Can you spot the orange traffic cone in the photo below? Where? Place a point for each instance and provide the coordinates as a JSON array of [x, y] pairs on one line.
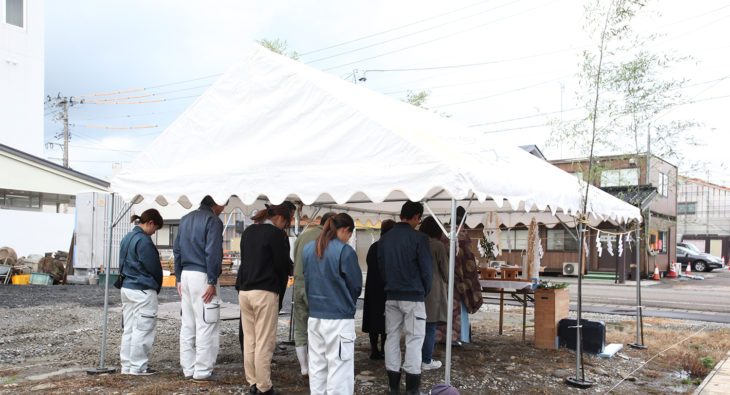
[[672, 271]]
--
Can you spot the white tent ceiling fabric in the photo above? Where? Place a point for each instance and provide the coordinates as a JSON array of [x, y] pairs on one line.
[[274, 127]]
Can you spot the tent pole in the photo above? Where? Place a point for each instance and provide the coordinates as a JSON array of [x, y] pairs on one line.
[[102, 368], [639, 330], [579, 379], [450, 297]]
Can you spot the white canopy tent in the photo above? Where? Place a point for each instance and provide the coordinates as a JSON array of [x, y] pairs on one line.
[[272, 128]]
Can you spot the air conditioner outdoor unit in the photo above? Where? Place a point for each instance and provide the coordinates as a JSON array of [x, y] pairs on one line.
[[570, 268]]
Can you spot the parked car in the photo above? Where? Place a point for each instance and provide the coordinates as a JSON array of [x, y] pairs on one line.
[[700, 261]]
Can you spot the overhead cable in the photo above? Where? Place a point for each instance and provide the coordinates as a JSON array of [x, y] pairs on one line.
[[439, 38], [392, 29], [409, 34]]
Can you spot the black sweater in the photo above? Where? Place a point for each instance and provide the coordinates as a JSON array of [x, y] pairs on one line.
--
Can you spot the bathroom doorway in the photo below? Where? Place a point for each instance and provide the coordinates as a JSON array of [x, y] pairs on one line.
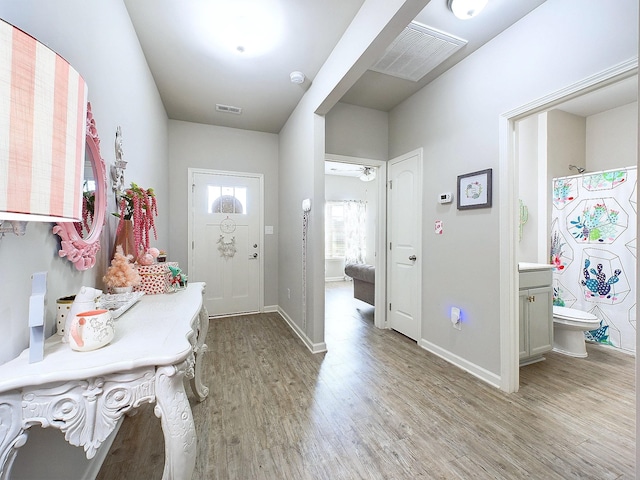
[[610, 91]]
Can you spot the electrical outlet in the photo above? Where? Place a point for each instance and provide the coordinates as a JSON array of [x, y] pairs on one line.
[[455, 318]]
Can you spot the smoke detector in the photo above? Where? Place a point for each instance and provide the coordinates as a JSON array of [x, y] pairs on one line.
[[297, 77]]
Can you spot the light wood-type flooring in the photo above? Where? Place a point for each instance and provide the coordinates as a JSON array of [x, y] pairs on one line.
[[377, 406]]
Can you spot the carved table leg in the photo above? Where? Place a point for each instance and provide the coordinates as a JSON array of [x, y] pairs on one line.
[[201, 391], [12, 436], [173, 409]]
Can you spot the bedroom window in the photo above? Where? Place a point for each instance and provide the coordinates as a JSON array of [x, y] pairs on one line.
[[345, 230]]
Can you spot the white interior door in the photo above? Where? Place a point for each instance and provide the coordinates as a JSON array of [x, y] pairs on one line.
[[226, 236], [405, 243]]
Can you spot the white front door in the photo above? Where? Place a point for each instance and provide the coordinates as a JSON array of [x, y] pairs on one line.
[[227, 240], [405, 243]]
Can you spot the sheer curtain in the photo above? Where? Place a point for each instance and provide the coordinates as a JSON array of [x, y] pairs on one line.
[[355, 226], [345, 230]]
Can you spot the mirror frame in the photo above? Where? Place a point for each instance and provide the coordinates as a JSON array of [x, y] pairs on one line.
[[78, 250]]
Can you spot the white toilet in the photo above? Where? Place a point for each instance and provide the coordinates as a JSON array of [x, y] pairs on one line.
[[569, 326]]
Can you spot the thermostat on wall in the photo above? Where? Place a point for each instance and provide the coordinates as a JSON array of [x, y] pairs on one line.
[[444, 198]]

» Your goal
Using the records above, restate word for word the lines from the one with "Can you spot the overhead" through the one with "Can you spot the black", both included.

» Solution below
Can you spot the overhead cable in the photo above? Where? Place a point for each instance and provide the coordinates as a JSON array of [x, y] pairs on one line.
[[439, 38], [392, 29], [409, 34]]
Can you spot the black sweater in the photo above? Where? Place a point for each instance and provide the coordinates as a JSON array of [x, y] pairs on one line.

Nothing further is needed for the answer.